• [TASK DIRECTIONS]: Convert every one of the rows below into a two-column CSV with the header text,answer, one CSV line per row. Put the row's text in the first column and its answer in the second, each as a single quoted field with line breaks replaced by spaces.

• [DATA IN THIS EXERCISE]:
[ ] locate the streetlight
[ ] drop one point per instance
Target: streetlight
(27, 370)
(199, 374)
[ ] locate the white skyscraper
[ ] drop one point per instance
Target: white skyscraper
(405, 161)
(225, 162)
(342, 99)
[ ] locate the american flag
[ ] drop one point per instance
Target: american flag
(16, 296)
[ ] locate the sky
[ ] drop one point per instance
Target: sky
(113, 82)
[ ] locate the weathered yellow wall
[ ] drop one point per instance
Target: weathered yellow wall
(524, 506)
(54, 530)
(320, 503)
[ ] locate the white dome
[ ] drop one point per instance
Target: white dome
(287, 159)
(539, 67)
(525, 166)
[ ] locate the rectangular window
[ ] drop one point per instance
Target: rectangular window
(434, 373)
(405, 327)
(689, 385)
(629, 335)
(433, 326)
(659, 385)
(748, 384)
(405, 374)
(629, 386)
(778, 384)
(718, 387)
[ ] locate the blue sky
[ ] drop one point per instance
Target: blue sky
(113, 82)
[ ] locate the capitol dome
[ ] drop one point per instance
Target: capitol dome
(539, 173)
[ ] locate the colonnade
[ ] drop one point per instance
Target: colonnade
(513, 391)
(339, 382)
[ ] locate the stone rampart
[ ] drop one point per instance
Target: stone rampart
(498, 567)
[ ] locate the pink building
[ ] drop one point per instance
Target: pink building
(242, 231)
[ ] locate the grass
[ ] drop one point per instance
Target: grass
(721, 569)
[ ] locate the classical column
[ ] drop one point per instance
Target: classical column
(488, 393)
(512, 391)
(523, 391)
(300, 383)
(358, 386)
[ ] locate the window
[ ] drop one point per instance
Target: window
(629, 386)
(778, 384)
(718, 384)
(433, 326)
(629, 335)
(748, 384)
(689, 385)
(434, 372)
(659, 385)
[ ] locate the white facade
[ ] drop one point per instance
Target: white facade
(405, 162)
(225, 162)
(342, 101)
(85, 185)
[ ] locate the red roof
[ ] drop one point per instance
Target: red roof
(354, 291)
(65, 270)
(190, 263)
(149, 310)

• [EXPECTED ANSWER]:
text,answer
"[ ] locate the streetlight [ ] drop one point per instance Target: streetlight","(27, 370) (199, 374)"
"[ ] locate the white skyscraper [ ] drop one point per instance Target: white skyscraper","(405, 161) (225, 162) (342, 99)"
"[ ] locate the american flag [ ] drop one point per instance Target: american flag","(16, 296)"
"[ ] locate the sky [ ] drop one point per instance Target: sky","(113, 82)"
"[ ] locate the weathered yellow wall [ ] drop one point per instance Target: weathered yellow wall","(524, 506) (54, 530) (320, 503)"
"[ ] locate the white dome [ ] drop one point per instance Target: white dome","(287, 159) (539, 67) (525, 166)"
"[ ] locate the rectangular window [ ] drop one point per instance Target: rectangular window","(434, 373) (405, 327) (689, 385) (629, 335) (433, 326) (659, 385) (748, 384) (405, 374) (629, 386) (778, 384) (718, 387)"
"[ ] locate the blue sky [ ] drop one point per instance Target: blue sky","(113, 82)"
"[ ] locate the capitol dome [ ] drop one point per instance Target: capitol dome","(539, 173)"
"[ ] locate the colonnade [ ] drop one point per instance Target: colonnade","(513, 391) (339, 382)"
"[ ] locate the stone rampart [ ] drop one point per instance Target: stone rampart","(498, 567)"
"[ ] locate the pink building [ ] drop one point per instance Target: pink building","(242, 231)"
"[ ] locate the grass [ ] drop one point per instance Target: grass","(721, 569)"
"[ ] locate the classical column [ ] drop one point per instance Target: classical column","(488, 393) (512, 391) (523, 391) (300, 383) (358, 386)"
"[ ] locate the window [ ] drop one point per instance Target: window","(629, 386) (778, 384) (718, 384) (433, 326) (629, 335) (748, 384) (689, 385) (434, 372) (659, 385)"
"[ ] locate the white facade [ ] drop one point per instance Target: white facade","(405, 162) (225, 162) (342, 101) (85, 185)"
"[ ] locate the red roof [ ] drop one point per instance Target: red roof","(354, 291) (65, 270) (190, 263) (149, 310)"